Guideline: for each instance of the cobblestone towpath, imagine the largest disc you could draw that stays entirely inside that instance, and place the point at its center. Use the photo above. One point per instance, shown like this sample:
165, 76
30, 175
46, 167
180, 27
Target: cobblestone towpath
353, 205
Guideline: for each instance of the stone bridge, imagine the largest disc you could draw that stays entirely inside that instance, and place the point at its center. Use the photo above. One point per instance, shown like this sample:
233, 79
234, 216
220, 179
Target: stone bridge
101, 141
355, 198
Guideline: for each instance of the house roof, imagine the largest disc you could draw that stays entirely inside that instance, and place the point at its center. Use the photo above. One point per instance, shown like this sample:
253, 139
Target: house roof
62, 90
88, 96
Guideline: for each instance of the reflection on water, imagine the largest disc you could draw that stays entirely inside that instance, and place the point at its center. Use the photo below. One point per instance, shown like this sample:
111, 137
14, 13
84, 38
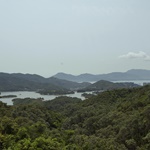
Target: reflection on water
25, 94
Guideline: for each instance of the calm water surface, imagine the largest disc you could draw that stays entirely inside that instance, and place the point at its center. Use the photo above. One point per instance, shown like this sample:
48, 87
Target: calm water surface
25, 94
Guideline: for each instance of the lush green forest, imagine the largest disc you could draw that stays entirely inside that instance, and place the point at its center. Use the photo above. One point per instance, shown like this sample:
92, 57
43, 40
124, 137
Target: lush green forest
112, 120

=====

#### [Exercise brief]
Your copy should hold every record word for word and none of the pictures.

#### [Task solution]
Guideline: for each instance of the cobblestone towpath, imagine the largest disc you could draw that stays entirely inside that instance, and place the point at its center. Use the photo above. One point per instance, shown like this sample:
165, 76
30, 175
46, 167
180, 27
Target: cobblestone towpath
353, 205
Guideline: for each instance of the stone bridge, imagine the largest disc you could draw that stays entirely inside that instance, and place the point at its center. Use the photo above. One point per instance, shown like this sample:
233, 79
234, 216
220, 179
Target: stone bridge
101, 141
355, 198
Guideline: for each instance of the house roof, imagine the largest disc you could draw that stays entirely inside that instance, and place the point at its center. Use the photo above. One point per instance, shown like this sample:
253, 139
Target: house roof
62, 90
88, 96
Guideline: for each instance of the reflection on water, imagine the largest disc you could draw that stays entirely inside that instance, and place the point at its center. Use the photo below. One point per instance, shown like this sample:
111, 137
14, 13
84, 38
Target: reflection on water
25, 94
Guideline: for each instance of the calm water surface, imagine the largest disc you could draw that stays entirely inside that instance, and place the point at its center. Use the photo above. One point per instance, shown like this sample:
48, 87
Target: calm water surface
25, 94
Guideline: for each instance of the lush green forest, imagine the largest disc you could draw that stays entirely inside that instance, and place the point at its center. Use the photo above. One point per instance, shown like this sample:
92, 57
43, 40
124, 137
Target: lush green forest
112, 120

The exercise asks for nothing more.